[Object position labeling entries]
_____

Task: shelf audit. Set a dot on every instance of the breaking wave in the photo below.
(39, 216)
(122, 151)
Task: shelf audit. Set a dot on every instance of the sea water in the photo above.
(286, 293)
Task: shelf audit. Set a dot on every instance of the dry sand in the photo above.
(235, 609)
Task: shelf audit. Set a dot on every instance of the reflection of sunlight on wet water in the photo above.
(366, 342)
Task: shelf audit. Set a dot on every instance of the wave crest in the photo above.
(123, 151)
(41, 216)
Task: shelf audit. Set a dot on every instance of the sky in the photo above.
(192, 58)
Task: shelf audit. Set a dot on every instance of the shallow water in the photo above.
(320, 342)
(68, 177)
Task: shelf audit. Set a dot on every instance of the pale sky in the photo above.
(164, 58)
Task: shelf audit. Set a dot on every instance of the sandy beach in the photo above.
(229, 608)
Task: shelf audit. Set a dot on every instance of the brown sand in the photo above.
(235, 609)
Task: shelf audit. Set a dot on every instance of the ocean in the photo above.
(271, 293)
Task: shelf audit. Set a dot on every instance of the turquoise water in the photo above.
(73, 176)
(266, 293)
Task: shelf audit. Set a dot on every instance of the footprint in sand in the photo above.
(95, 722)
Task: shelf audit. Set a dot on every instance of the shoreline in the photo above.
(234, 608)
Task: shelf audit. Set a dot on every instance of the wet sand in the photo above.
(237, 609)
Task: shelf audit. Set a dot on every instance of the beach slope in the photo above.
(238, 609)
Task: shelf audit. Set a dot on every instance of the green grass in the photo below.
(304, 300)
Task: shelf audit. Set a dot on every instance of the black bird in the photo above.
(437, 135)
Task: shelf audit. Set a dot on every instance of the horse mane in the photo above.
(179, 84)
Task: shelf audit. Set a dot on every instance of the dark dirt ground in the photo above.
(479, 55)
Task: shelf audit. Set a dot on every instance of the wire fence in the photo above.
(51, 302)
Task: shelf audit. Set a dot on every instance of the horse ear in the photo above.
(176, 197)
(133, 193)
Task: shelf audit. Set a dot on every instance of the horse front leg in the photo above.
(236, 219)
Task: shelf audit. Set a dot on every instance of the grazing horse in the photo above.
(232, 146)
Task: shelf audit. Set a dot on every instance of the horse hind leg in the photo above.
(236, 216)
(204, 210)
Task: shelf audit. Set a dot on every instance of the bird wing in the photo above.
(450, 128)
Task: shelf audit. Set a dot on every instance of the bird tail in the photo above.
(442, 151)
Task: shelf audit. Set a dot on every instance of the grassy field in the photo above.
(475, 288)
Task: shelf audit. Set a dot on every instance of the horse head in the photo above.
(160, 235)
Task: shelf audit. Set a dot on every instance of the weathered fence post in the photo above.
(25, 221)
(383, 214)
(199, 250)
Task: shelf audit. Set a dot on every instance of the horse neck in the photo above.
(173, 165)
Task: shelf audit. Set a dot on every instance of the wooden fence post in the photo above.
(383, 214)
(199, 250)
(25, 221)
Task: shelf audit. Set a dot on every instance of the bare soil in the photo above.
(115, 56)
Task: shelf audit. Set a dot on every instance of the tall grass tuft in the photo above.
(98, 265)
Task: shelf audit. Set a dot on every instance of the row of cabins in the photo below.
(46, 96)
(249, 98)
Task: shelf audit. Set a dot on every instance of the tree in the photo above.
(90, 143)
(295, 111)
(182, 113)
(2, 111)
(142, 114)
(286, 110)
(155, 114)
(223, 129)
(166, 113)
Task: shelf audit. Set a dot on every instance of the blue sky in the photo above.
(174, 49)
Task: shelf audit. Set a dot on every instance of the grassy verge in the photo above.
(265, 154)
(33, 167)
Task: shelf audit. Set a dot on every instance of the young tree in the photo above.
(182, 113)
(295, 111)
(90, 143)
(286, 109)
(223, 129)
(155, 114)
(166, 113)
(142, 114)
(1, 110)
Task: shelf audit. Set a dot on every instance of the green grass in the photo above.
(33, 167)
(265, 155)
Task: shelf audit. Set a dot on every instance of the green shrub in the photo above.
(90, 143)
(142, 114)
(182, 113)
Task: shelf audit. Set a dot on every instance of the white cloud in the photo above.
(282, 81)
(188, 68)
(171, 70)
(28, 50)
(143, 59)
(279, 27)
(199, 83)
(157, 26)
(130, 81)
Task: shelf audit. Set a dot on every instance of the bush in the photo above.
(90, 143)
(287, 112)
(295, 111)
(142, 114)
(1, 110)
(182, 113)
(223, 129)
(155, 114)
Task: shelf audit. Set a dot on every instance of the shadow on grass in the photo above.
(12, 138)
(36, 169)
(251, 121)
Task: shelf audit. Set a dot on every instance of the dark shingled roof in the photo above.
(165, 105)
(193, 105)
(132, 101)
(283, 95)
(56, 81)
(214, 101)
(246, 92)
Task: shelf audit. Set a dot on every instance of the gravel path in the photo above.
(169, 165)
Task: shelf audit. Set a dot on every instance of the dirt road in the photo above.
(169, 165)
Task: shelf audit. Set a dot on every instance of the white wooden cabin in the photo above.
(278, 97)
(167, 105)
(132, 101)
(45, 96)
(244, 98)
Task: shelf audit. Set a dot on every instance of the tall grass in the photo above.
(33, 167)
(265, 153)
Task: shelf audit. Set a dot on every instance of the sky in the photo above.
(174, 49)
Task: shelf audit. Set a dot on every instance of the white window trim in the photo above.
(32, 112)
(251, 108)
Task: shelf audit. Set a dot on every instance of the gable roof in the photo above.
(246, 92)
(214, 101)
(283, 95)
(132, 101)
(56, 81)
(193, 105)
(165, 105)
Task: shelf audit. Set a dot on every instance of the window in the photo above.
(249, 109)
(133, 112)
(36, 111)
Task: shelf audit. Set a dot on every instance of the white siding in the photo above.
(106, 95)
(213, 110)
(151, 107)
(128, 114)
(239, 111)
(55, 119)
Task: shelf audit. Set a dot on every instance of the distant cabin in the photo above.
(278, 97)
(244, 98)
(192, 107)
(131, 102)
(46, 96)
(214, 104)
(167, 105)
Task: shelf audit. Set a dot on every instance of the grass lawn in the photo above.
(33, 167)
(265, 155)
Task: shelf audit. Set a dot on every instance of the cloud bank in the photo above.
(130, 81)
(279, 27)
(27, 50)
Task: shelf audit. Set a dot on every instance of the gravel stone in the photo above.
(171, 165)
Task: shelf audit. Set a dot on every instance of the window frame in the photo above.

_____

*Set task*:
All of the entries need to be reproduced exactly; please write them out.

*Result for this exercise*:
Task: shelf audit. Set a dot on every instance of the breaking wave in the photo below.
(39, 216)
(122, 151)
Task: shelf audit. Set a dot on every instance of the sea water in the photo above.
(286, 293)
Task: shelf audit. Set a dot on every instance of the dry sand in the photo above.
(235, 609)
Task: shelf audit. Set a dot on every instance of the reflection of sunlight on wet water in the photo above.
(366, 342)
Task: shelf audit. Set a dot on every instance of the wave crest in the photo above.
(123, 151)
(41, 216)
Task: shelf audit. Set a dot on every instance of the sky in the photo above.
(192, 58)
Task: shelf audit. Set a dot on every instance of the shallow water in the photo above.
(320, 342)
(68, 177)
Task: shelf audit. Set a dot on every instance of the pale sky in the photo above.
(164, 58)
Task: shelf audit. Set a dot on every instance of the sandy beach in the photo above.
(229, 608)
Task: shelf audit. Set a dot on every instance of the brown sand in the photo above.
(235, 609)
Task: shelf audit. Set a dot on every instance of the ocean in the photo above.
(271, 293)
Task: shelf audit. Set a dot on every instance of the turquoise water in the photo above.
(73, 176)
(266, 293)
Task: shelf audit. Set a dot on every instance of the footprint in sand in the photo above.
(95, 722)
Task: shelf audit. Set a dot on every instance of the shoreline in the photo above.
(234, 608)
Task: shelf audit. Set a dot on every instance of the wet sand in the photo above.
(237, 609)
Task: shelf audit. Set a dot on every instance of the beach slope in the photo above.
(238, 609)
Task: shelf audit. Set a dot on every instance of the green grass in the photo below.
(304, 300)
Task: shelf audit. Set a dot on every instance of the black bird in the photo above.
(437, 135)
Task: shelf audit. Set a dot on every instance of the horse mane in the photo above.
(179, 84)
Task: shelf audit. Set a dot on every instance of the dark dirt ground in the photo above.
(479, 55)
Task: shelf audit. Set a dot on every instance of the wire fence in the photo above.
(51, 302)
Task: shelf audit. Set a dot on every instance of the horse ear in the photo above.
(176, 197)
(133, 193)
Task: shelf audit. Set a dot on every instance of the horse front leg in the photo above.
(236, 219)
Task: shelf audit. Set a dot on every instance of the grazing horse in the photo above.
(232, 146)
Task: shelf audit. Set a dot on every instance of the horse hind leg in the photo above.
(236, 216)
(204, 210)
Task: shelf audit. Set a dot on every instance of the bird wing in the photo above.
(450, 128)
Task: shelf audit. Set a dot on every instance of the bird tail in the photo above.
(442, 151)
Task: shelf audit. Set a dot on every instance of the grassy field in the photo above.
(475, 288)
Task: shelf audit. Set a dot on every instance of the horse head in the photo above.
(160, 235)
Task: shelf audit. Set a dot on every instance of the weathered fence post in the photo above.
(25, 221)
(383, 214)
(199, 250)
Task: shelf audit. Set a dot on every instance of the horse neck in the photo above.
(173, 165)
Task: shelf audit. Set a dot on every instance of the wooden fence post in the photo above.
(383, 214)
(199, 250)
(25, 221)
Task: shelf audit. Set a dot on every instance of the bare soil in the photo above.
(115, 56)
Task: shelf audit. Set a dot on every instance of the tall grass tuft in the photo above.
(98, 265)
Task: shelf audit. Set a dot on every instance of the row of cabins in the photo below.
(46, 96)
(249, 98)
Task: shelf audit. Set a dot on every instance of the tree in the photo above.
(90, 143)
(295, 111)
(182, 113)
(2, 111)
(142, 114)
(286, 110)
(155, 114)
(223, 129)
(166, 113)
Task: shelf audit. Set a dot on every instance of the blue sky in the photo above.
(174, 49)
Task: shelf audit. Set a dot on every instance of the grassy verge in the photo above.
(265, 154)
(33, 167)
Task: shelf audit. Set a dot on every instance of the young tree in the photo above.
(182, 113)
(295, 111)
(90, 143)
(286, 109)
(223, 129)
(155, 114)
(166, 113)
(142, 114)
(1, 110)
Task: shelf audit. Set a dot on every instance of the green grass in the photo above.
(33, 167)
(265, 155)
Task: shelf audit. Set a dot on every instance of the green shrub in the photo above.
(90, 143)
(142, 114)
(182, 113)
Task: shelf audit. Set a dot on every instance of the white cloud in the photo above.
(282, 81)
(188, 68)
(171, 70)
(28, 50)
(143, 59)
(279, 27)
(199, 83)
(157, 26)
(130, 81)
Task: shelf audit. Set a dot on every instance of the bush in the photo above.
(90, 143)
(287, 112)
(295, 111)
(142, 114)
(1, 110)
(182, 113)
(223, 129)
(155, 114)
Task: shelf audit. Set a dot on every instance of the shadow on grass in the photo above.
(12, 138)
(36, 169)
(251, 121)
Task: shelf audit. Set a dot on every instance of the dark shingled roof in the photo above.
(165, 105)
(193, 105)
(132, 101)
(283, 95)
(56, 81)
(214, 101)
(246, 92)
Task: shelf audit. Set a dot on every instance of the gravel path in the photo above.
(169, 165)
Task: shelf audit. Set a dot on every instance of the dirt road in the photo above.
(169, 165)
Task: shelf audit. Set a dot on every instance of the white wooden cabin in the photo above.
(278, 97)
(167, 105)
(132, 101)
(45, 96)
(244, 98)
Task: shelf audit. Set a dot on every instance of the tall grass in the photo above.
(33, 167)
(265, 153)
Task: shelf audit. Set a dot on every instance of the sky in the photo above.
(174, 49)
Task: shelf audit. Set a dot on every instance of the white window trim in the photo above.
(32, 112)
(251, 108)
Task: shelf audit. Set a dot on every instance of the gable roof in the photo above.
(246, 92)
(214, 101)
(283, 95)
(132, 101)
(56, 81)
(193, 105)
(165, 105)
Task: shelf audit. Set a dot on every instance of the window in the photo above.
(249, 109)
(133, 112)
(36, 111)
Task: shelf audit. Set a dot on every instance of the white siding in the photo above.
(106, 95)
(213, 110)
(151, 107)
(128, 114)
(239, 111)
(55, 119)
Task: shelf audit. Set a dot on every instance of the distant cabin in the photo above.
(278, 97)
(244, 98)
(192, 107)
(131, 102)
(46, 96)
(214, 104)
(167, 105)
Task: shelf audit. Set a dot on every instance of the grass lawn in the photo above.
(33, 167)
(265, 155)
Task: shelf audit. Set a dot on every instance of the cloud bank in the photo above.
(130, 81)
(279, 27)
(27, 50)
Task: shelf audit. Set a dot on every instance of the gravel stone in the photo above.
(171, 165)
Task: shelf audit. Set a dot on every instance of the window frame in the photo above.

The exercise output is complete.